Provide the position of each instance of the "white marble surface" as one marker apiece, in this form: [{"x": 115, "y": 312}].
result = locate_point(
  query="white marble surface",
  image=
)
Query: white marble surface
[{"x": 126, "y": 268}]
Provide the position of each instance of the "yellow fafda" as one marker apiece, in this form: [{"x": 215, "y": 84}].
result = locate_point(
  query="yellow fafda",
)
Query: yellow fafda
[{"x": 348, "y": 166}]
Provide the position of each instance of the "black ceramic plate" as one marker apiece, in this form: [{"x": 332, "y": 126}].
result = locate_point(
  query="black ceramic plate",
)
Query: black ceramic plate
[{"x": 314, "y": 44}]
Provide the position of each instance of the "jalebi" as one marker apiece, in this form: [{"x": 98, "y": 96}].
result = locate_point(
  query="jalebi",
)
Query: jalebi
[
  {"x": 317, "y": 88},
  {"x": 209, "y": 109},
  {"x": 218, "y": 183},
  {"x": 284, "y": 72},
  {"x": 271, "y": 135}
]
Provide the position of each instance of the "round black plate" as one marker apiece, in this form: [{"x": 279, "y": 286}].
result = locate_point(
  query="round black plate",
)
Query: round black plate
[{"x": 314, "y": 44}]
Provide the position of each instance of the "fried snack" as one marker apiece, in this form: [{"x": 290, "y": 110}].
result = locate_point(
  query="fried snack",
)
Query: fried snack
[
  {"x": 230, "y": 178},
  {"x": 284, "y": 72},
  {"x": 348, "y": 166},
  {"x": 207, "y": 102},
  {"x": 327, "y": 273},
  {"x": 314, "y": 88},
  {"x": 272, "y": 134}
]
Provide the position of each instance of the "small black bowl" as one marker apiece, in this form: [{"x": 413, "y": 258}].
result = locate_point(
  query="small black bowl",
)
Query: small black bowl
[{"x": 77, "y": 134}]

####################

§ **TASK TO COMPLETE**
Reproduce the data shown above exactly.

§ **RIGHT ANSWER**
Provide the position of each instance of the "white marble surface" as one marker apiece, in this form: [{"x": 115, "y": 312}].
result = locate_point(
  query="white marble surface",
  image=
)
Query: white marble surface
[{"x": 126, "y": 268}]
Provide the position of each instance of the "yellow fafda" as one marker apiece, in this form: [{"x": 215, "y": 84}].
result = locate_point(
  query="yellow fafda",
)
Query: yellow fafda
[{"x": 348, "y": 166}]
Provide the position of each instance of the "black ceramic plate" as one marker apiece, in this form: [{"x": 332, "y": 126}].
result = locate_point(
  query="black ceramic plate",
)
Query: black ceramic plate
[{"x": 314, "y": 44}]
Provide the position of each instance of the "jalebi" as one marker apiece, in this form: [{"x": 98, "y": 96}].
result = locate_point(
  query="jalebi",
)
Query: jalebi
[
  {"x": 317, "y": 88},
  {"x": 209, "y": 109},
  {"x": 218, "y": 183},
  {"x": 284, "y": 72},
  {"x": 271, "y": 135}
]
Provide the position of each instance of the "round black plate" as one marker apiece, in this form: [{"x": 279, "y": 286}].
result = locate_point(
  query="round black plate",
)
Query: round black plate
[{"x": 314, "y": 44}]
Provide the position of each instance of the "fried snack" as one marker apiece, in this form: [{"x": 290, "y": 110}].
result = locate_point(
  query="fried snack",
)
Query: fried snack
[
  {"x": 230, "y": 178},
  {"x": 284, "y": 72},
  {"x": 348, "y": 166},
  {"x": 207, "y": 102},
  {"x": 327, "y": 273},
  {"x": 314, "y": 88},
  {"x": 272, "y": 134}
]
Provide the position of each instance of the "small black bowl" as one marker apiece, in this form: [{"x": 413, "y": 258}].
result = locate_point(
  query="small black bowl",
)
Query: small black bowl
[{"x": 77, "y": 134}]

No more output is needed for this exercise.